■ Required actions:
1) Output a passage from the Iqra AI audio documentation, beginning at the words "Caching system" and stopping after "for common responses.".
2) Answer these questions using the Iqra AI audio documentation:
(a) What telephony format does the system convert audio to?
(b) Where is the persistent cache kept?
(c) What triggers cache invalidation?
3) Write the next part of the Iqra AI audio documentation, starting after its last sentence.

■ Source document:
• • • •
Audio format handling

Iqra AI automatically handles format conversion:
  1. Provider native format - Each TTS service outputs in its preferred format
  2. Format detection - System identifies optimal format (PCM, μ-law, Opus, etc.)
  3. Automatic conversion - Converts to telephony format (8kHz μ-law) or WebRTC (16kHz Opus)
  4. Streaming delivery - Chunks audio for minimal latency
See TTSProviderManager.cs:1-50 for implementation.

Caching system

The TTSAudioCacheManager optimizes repeated phrases:
  • Cache key generation - Hash of text + voice + config
  • S3 storage - Persistent cache in RustFS
  • TTL management - Configurable expiration
  • Cache invalidation - Automatic on config changes
This dramatically reduces latency and costs for common responses.
• • • •
Records
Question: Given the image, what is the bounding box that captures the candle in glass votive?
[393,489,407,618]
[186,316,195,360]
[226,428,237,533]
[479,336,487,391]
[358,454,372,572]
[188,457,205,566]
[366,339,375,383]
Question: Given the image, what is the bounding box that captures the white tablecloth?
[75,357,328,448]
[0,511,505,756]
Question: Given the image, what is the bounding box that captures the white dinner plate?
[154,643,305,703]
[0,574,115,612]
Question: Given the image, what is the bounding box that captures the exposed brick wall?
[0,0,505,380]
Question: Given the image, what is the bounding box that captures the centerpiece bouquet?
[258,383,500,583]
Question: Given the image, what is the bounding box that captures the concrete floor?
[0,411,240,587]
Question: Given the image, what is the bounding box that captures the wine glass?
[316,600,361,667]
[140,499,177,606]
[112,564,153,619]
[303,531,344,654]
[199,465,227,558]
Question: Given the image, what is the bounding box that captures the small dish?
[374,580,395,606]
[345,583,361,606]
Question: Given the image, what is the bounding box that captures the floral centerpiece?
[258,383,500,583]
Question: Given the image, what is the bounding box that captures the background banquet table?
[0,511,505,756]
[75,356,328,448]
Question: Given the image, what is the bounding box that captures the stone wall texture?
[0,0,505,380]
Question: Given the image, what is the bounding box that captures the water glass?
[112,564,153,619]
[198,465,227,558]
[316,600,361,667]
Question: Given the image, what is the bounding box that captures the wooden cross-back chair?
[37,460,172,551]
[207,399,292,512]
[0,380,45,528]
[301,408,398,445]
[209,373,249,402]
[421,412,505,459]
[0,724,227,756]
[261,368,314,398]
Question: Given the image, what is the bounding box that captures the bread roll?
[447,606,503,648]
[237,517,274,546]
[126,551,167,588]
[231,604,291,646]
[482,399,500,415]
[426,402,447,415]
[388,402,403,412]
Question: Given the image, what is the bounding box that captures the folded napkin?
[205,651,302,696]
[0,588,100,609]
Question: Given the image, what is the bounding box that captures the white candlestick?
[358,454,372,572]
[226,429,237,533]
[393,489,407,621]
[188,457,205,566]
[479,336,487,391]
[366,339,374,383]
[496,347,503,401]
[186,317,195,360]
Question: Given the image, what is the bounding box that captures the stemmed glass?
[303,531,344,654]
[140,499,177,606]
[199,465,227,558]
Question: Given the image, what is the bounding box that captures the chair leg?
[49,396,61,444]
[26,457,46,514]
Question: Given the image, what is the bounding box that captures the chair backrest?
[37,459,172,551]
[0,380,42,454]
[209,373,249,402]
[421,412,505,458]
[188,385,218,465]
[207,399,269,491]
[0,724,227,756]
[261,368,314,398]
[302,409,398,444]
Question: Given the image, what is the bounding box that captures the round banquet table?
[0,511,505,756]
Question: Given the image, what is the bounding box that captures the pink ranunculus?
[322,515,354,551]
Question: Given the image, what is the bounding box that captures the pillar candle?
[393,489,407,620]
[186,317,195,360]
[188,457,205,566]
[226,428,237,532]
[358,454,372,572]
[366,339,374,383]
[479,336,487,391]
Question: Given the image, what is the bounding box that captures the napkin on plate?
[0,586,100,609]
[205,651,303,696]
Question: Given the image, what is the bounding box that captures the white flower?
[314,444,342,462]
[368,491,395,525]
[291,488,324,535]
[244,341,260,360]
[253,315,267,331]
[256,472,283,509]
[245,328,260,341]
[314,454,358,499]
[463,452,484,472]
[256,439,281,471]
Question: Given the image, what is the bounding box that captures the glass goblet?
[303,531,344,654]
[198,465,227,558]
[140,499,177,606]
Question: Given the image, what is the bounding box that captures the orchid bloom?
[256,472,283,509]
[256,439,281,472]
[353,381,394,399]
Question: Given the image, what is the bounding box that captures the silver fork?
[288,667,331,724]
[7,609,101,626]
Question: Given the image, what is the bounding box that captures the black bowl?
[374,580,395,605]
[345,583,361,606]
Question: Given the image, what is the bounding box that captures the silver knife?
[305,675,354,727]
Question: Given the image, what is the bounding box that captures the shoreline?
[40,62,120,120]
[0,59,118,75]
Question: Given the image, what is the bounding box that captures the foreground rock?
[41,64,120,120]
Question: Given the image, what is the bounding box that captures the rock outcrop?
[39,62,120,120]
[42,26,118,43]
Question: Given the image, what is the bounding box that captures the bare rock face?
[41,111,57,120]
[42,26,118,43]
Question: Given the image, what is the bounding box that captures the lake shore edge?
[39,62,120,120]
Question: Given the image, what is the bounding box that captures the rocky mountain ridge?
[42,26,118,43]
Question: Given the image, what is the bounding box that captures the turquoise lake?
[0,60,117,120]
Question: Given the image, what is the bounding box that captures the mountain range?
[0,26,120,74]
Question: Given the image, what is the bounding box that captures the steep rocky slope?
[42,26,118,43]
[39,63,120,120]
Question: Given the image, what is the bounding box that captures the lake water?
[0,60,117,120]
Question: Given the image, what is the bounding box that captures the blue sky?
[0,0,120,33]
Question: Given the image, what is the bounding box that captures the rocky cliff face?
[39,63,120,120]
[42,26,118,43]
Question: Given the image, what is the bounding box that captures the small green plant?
• • • •
■ Responses to the tasks:
1)
Caching system

The TTSAudioCacheManager optimizes repeated phrases:
  • Cache key generation - Hash of text + voice + config
  • S3 storage - Persistent cache in RustFS
  • TTL management - Configurable expiration
  • Cache invalidation - Automatic on config changes
This dramatically reduces latency and costs for common responses.

2)
(a) 8kHz μ-law
(b) In RustFS, using S3 storage
(c) Config changes

3)
Provider selection guide

Recommended providers:
  1. Deepgram - Sub-250ms first chunk
  2. ElevenLabs Turbo - ~300ms latency
  3. Cartesia - Optimized for streaming
Use μ-law encoding at 8kHz for telephony.

Adding custom providers

To integrate a new TTS provider:
  1. Add enum value in IqraCore/Entities/Interfaces/InterfaceTTSProviderEnum.cs
  2. Implement interface in IqraInfrastructure/Managers/TTS/Providers/
  3. Handle audio formats using TTSProviderAvailableAudioFormat
  4. Return streaming data via Stream or byte[]
  5. Restart application for auto-registration
See ElevenLabsTTSService.cs:19-71 for reference implementation.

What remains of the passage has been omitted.